::: RECORD SET :::
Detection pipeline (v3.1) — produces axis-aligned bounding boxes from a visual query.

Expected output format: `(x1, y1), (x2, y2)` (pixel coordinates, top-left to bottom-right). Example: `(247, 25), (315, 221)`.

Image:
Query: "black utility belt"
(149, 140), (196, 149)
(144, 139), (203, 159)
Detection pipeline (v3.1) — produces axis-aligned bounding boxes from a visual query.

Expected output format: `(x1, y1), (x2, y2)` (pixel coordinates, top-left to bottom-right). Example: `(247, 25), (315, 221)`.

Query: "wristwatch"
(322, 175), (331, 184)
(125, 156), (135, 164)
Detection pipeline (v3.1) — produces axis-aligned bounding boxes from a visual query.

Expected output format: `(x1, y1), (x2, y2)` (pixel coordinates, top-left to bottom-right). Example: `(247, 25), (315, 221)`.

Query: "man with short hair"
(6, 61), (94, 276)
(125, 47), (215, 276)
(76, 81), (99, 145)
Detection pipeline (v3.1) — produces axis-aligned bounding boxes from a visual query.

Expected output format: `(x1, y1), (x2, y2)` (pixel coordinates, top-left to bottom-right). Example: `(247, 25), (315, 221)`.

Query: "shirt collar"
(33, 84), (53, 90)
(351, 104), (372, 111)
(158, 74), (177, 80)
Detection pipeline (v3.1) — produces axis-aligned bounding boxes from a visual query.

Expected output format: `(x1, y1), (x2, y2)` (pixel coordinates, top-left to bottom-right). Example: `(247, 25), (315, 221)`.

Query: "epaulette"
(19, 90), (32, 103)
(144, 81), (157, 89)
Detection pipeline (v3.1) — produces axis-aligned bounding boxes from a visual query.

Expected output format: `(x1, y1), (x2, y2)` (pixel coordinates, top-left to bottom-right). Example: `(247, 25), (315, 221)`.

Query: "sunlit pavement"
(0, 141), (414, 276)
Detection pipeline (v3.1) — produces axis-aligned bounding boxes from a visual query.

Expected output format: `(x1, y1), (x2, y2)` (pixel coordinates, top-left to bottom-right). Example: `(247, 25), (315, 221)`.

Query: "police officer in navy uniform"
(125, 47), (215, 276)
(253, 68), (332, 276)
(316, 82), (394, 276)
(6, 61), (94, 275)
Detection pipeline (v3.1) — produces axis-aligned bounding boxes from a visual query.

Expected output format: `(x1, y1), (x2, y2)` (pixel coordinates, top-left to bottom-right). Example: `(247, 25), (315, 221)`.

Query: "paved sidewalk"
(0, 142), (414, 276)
:::
* [EXERCISE DETAILS]
Please render these lines as a numbered list, leaving out the blank lines.

* [ANSWER TO THIS TASK]
1. Detection pipeline (v3.1) — produces axis-aligned bounding boxes from a visual query.
2. Expected output format: `(x1, y1), (x2, y2)` (pixel coordinates, top-left to bottom-right). Example: `(247, 25), (315, 221)`.
3. Image:
4. Query: "black utility belt"
5. (149, 140), (196, 149)
6. (144, 139), (203, 159)
7. Detection pipeline (v3.1) — produces axis-aligned bounding boxes from a visual query.
8. Expected output format: `(x1, y1), (x2, y2)` (pixel coordinates, top-left to bottom-right). Example: `(247, 25), (315, 221)`.
9. Query: "wristwatch"
10. (322, 175), (331, 184)
11. (125, 156), (135, 164)
12. Detection pipeline (v3.1) — produces axis-aligned bounding boxes from a visual query.
13. Expected output format: `(x1, y1), (x2, y2)` (pixel coordinates, top-left to bottom-right). Example: `(247, 25), (315, 221)`.
14. Query: "man with short hair"
15. (6, 61), (94, 276)
16. (125, 47), (215, 276)
17. (76, 81), (99, 145)
18. Detection pipeline (v3.1) — produces axis-aligned bounding boxes from a visual query.
19. Expected output format: `(x1, y1), (x2, y2)` (pixel coordinates, top-left to bottom-right). Example: `(247, 25), (315, 221)`.
20. Query: "shirt collar"
21. (33, 84), (53, 90)
22. (351, 104), (372, 111)
23. (158, 74), (177, 80)
24. Detection pipeline (v3.1) — produces axis-aligned bounding boxes from a visual query.
25. Expected output format: `(x1, y1), (x2, y2)` (pixel coordinates, top-left to bottom-right). Example: `(247, 25), (315, 221)`.
26. Query: "epaulette"
27. (19, 90), (32, 103)
28. (144, 81), (157, 89)
29. Detection pipeline (v3.1) — produces axis-aligned bounding boxes from a visual query.
30. Expected output format: `(x1, y1), (x2, y2)` (pixel coordinates, top-left to bottom-right). Example: `(247, 25), (315, 221)`.
31. Query: "sunlit pavement"
32. (0, 141), (414, 276)
33. Detection pipeline (v3.1) — produces axis-aligned bounding boxes from a visual query.
34. Expected output format: `(x1, y1), (x2, y2)` (pixel coordinates, top-left to bottom-right). Example: `(247, 25), (315, 221)`.
35. Query: "police officer in navy uniform"
36. (125, 47), (215, 276)
37. (253, 68), (332, 276)
38. (316, 82), (394, 276)
39. (6, 61), (94, 275)
40. Detection pipeline (v3.1) — produces axis-aligned bounding boxes from a visual query.
41. Expected output format: `(x1, y1), (x2, y2)` (pixel coordinates, top-left to bottom-right). Example: `(247, 25), (315, 221)`.
42. Query: "paved sidewalk"
43. (0, 142), (414, 276)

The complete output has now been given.